** Begin **
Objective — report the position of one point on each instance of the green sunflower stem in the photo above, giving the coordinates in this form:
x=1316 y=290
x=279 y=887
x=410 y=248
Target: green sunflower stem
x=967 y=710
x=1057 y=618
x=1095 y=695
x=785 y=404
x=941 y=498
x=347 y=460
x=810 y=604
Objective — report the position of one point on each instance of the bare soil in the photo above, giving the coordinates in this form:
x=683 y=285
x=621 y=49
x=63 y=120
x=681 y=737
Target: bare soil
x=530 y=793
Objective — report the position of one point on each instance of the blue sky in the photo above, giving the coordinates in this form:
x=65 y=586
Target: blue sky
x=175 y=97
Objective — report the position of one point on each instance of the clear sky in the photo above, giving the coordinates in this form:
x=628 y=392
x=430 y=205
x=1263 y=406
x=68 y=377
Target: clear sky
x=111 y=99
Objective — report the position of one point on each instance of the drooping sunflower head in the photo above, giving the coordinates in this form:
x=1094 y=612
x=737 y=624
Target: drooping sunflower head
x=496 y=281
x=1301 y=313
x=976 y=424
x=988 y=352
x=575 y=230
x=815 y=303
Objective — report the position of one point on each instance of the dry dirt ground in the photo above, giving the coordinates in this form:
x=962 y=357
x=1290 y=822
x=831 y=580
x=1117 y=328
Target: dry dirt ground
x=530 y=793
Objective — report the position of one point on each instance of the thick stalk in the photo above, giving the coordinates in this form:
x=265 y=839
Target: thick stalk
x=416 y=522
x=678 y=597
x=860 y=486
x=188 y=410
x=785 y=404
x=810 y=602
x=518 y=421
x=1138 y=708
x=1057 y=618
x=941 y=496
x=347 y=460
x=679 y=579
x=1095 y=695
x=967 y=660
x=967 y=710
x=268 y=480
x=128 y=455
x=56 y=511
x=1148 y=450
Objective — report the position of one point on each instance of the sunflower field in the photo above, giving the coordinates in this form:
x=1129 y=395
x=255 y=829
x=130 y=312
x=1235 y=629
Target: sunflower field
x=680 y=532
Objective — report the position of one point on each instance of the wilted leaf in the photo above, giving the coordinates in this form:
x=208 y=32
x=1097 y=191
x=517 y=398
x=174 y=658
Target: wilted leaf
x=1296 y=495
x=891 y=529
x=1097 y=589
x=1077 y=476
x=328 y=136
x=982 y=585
** End **
** Begin **
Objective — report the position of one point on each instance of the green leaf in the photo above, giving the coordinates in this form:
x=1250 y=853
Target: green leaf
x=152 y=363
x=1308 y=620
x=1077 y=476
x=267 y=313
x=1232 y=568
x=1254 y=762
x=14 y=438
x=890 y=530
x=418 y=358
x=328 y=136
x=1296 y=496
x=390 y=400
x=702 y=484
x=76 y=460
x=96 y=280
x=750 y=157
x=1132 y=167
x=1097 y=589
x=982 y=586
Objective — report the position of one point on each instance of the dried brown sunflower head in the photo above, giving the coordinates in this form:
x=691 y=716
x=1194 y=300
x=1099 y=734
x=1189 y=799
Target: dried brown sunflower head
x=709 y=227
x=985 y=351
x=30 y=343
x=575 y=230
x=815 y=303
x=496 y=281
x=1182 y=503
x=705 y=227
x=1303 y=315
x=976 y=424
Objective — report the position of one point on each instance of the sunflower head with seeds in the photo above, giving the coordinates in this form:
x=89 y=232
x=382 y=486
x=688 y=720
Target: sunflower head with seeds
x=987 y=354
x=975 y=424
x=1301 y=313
** End **
Exercise prompt:
Count the lines in the listing above that contain the word "green", and reply with the number alone.

Exercise result:
4